# Aim of the exercise
Can you rewrite every line of the entries, starting at the line that contains "Our labeling pipeline flagged the person" and stopping after the line that contains "[114,72,175,84]", including the lines without numbers, and shift each box coordinate in the answers up by 9?

# Task material
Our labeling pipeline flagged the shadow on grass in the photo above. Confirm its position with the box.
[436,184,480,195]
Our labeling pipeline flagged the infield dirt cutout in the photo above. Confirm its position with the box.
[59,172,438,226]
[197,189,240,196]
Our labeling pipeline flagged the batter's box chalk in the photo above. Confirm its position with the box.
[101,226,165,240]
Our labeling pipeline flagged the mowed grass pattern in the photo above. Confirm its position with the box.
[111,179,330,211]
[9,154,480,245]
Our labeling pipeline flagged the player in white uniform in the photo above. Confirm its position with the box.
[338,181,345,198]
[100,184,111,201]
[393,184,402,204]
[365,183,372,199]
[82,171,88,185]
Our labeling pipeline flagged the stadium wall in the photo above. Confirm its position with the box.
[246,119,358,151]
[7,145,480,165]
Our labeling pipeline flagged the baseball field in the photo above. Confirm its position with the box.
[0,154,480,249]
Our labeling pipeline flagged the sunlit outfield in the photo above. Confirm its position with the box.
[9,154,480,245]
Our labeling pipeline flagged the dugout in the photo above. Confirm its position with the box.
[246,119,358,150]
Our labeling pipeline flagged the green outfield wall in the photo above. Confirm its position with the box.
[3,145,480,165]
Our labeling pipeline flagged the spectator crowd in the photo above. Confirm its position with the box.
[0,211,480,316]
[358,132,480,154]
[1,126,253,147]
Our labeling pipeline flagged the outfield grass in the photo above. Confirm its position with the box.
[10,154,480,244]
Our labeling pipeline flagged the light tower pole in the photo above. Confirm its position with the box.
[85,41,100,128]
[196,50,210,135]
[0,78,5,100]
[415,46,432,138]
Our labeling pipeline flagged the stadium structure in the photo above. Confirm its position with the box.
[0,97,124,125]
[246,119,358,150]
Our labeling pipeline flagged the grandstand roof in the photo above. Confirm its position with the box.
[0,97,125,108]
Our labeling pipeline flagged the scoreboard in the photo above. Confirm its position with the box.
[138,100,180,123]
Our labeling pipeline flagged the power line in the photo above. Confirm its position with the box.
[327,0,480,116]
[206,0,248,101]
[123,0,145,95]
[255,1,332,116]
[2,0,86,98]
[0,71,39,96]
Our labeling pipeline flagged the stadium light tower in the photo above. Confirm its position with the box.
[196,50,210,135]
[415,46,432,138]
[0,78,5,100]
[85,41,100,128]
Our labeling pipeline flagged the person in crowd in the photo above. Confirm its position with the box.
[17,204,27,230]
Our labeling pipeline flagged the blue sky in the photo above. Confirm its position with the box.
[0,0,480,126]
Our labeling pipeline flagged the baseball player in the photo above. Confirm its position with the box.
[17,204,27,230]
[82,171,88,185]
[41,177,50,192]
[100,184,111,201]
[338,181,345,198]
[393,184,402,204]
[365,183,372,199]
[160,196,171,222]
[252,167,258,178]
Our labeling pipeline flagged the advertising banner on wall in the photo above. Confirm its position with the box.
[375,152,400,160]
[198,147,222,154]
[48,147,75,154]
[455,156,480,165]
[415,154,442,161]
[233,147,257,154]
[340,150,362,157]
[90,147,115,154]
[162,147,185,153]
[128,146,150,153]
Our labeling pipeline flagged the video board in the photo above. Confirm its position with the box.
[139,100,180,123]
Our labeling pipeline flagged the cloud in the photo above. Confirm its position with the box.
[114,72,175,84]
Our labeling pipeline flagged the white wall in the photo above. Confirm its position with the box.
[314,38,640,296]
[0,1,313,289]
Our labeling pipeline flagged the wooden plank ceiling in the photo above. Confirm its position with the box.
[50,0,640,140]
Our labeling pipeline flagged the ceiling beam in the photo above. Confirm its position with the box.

# Correct response
Our labeling pipeline flagged the person in crowd in the photo above. Confirm its position with the box.
[26,213,36,239]
Our labeling pipeline flagged the blue sky in the photo above. Confirm its position with the box.
[9,9,489,135]
Our labeling pipeline flagged the baseball player in the photo above. Confirm its position with the box.
[26,213,36,239]
[91,180,97,194]
[50,186,59,201]
[109,193,120,210]
[347,190,354,207]
[402,193,411,213]
[374,192,381,208]
[169,205,180,231]
[261,176,267,187]
Our labeling pipeline flagged the advertising banner on wall in the photo above. Confirm its position with the box.
[384,161,409,169]
[207,156,231,163]
[57,156,84,163]
[464,165,489,174]
[424,163,451,170]
[242,156,266,163]
[349,159,371,166]
[99,156,124,163]
[171,156,194,162]
[137,155,159,162]
Our labeling pipeline flagged the video board in the photo above. Confirm its position with the box.
[148,109,189,132]
Our labeling pipeline flagged the cloud in the photo above. Confirm its position with the box.
[123,81,184,93]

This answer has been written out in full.